* **Exercise objective**:
Set down, in full, every record in the block.

* **Material shown**:
● ● ● ● ●
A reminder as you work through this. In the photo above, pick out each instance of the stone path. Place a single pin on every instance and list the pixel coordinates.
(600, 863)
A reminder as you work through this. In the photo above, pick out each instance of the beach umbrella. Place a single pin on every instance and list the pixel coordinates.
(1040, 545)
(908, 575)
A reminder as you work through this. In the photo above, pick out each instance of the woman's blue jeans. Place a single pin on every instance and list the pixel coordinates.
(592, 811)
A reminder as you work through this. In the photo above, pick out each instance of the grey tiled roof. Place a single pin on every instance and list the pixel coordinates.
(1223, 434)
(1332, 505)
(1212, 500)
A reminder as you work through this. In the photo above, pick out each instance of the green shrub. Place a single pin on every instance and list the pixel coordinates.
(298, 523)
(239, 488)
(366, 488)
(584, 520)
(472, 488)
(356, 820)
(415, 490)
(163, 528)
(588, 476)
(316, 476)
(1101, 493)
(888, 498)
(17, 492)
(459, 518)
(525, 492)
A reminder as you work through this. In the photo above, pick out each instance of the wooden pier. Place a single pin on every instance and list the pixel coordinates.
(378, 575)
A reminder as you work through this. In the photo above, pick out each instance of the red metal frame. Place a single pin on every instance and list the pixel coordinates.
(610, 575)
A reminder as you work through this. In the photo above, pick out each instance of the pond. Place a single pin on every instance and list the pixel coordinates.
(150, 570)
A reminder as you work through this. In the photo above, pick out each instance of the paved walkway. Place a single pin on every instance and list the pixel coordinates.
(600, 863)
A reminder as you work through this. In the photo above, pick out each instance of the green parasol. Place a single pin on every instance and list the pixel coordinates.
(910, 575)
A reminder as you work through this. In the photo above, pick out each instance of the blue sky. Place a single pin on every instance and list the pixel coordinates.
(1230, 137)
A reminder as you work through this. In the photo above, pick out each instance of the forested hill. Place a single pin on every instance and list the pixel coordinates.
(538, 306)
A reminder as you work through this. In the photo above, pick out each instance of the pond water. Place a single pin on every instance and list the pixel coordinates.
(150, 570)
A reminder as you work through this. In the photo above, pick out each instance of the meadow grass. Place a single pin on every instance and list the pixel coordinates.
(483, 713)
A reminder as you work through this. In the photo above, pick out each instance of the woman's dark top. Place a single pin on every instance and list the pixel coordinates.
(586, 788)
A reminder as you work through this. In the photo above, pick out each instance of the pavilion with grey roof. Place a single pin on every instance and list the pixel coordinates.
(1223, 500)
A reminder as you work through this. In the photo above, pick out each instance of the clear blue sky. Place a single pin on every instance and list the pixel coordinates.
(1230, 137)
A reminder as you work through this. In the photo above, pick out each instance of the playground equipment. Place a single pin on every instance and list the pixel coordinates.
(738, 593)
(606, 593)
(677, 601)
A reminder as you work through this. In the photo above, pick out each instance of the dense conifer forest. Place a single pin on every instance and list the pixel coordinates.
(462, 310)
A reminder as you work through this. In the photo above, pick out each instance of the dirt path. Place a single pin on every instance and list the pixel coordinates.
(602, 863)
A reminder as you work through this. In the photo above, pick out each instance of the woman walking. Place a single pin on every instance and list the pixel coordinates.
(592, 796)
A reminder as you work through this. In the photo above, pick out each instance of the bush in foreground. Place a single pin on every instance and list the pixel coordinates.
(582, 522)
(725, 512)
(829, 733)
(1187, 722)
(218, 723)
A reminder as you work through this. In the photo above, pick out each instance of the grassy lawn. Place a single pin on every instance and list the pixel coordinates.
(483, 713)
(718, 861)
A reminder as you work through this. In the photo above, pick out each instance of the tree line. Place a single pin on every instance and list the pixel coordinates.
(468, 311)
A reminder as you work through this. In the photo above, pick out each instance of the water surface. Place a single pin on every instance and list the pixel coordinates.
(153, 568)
● ● ● ● ●
* **Solution for this problem**:
A reminder as you work through this. In the photo above, pick out each instance of the stone path. Place a single pin on every instance and list the pixel coordinates.
(600, 863)
A reminder as you work through this. In the photo above, pick out each instance of the beach umbrella. Place a single pin on every instance and list the pixel coordinates.
(1040, 545)
(908, 575)
A reminder as you work through this. In the photo above, pick out each instance of the woman's blue jeans. Place a single pin on every instance and list the pixel coordinates.
(592, 811)
A reminder as you work through this. In the photo above, pick out each instance of the grey tiled roof. Place a single pin on every instance and list the pixel coordinates.
(1223, 434)
(1332, 505)
(1212, 500)
A reminder as you work through this. In the photo above, pick out each instance of the green shrub. Place a single pin on every instance and list the pixel coordinates.
(298, 523)
(239, 488)
(366, 488)
(584, 520)
(472, 488)
(356, 820)
(415, 490)
(163, 528)
(588, 476)
(316, 476)
(1101, 493)
(888, 498)
(17, 492)
(459, 518)
(525, 492)
A reminder as you work through this. In the photo above, pick out each instance of the wooden pier. Place a single pin on every instance and list the pixel coordinates.
(378, 575)
A reminder as you work through this. In the photo above, pick out each instance of the red metal frame. Place a single pin on every instance and list the pixel coordinates.
(610, 575)
A reminder as you work through this. In the photo above, pick out each instance of the pond. Place a single pin on every instance and list the pixel coordinates.
(150, 570)
A reminder as you work through this. In the photo above, pick out each instance of the paved walkway. Place a single pin on every instance and list the pixel coordinates.
(600, 863)
A reminder as you work through this. In the photo above, pick out each instance of the green parasol. Place a single pin on every instance and list the pixel coordinates.
(910, 575)
A reminder as you work through this. In the photo above, pick out each instance of the blue sky. Place a single pin on every instance and list the pixel coordinates.
(1230, 137)
A reminder as you work through this. In the photo above, pick out each instance of the forested hill. Place a single pin on every instance and list the pixel coordinates.
(538, 306)
A reminder as you work through this. In the photo above, pick out each instance of the pond water. Place a single pin on every instance and list the pixel coordinates.
(150, 570)
A reminder as you work through this. In the photo above, pick out each instance of the meadow grass. Place a single pin on every instance and list the pixel coordinates.
(483, 713)
A reminder as you work through this. In the photo above, pick out each instance of the woman's dark top. Place a single pin on every instance and list the pixel coordinates.
(586, 788)
A reminder as you work through this. In the photo above, pick out each instance of the pavilion with grey roof. Place a single pin on every instance and list the pixel coordinates.
(1223, 500)
A reminder as you work through this. In the photo above, pick out each instance of the clear blue sky. Place a single pin on every instance and list the pixel coordinates.
(1230, 137)
A reminder as you work through this. In the photo above, pick out each instance of the playground equipment. Place a single pin on every instance and list the pixel coordinates.
(738, 593)
(606, 593)
(677, 601)
A reminder as you work through this. In the photo above, pick out each instance of the dense conifer forest. Place a single pin on every instance and list the pixel coordinates.
(462, 310)
A reminder as you work through this. In the photo above, pick out each instance of the dirt path. Place a single pin on every instance and list the pixel coordinates.
(602, 863)
A reminder as you work through this. In the photo above, pick out each instance of the woman walking. Place a single pin on every instance and list the pixel coordinates.
(592, 796)
A reminder as you work through this. In the photo above, pick out each instance of the bush in foreground. Place a single pin on every instance and list the pixel coordinates.
(582, 522)
(725, 512)
(829, 733)
(1187, 722)
(218, 723)
A reminder as you work through this. In the photo above, pick out each instance of the grassy lawn. Place a single pin on every instance and list the pixel coordinates.
(483, 713)
(718, 861)
A reminder as you work through this. In the photo above, pick out each instance of the tree line. Place a single pin on every instance and list the pixel coordinates.
(468, 311)
A reminder as you work through this. In the photo above, pick out each instance of the water surface. Place a single pin on every instance and list the pixel coordinates.
(153, 568)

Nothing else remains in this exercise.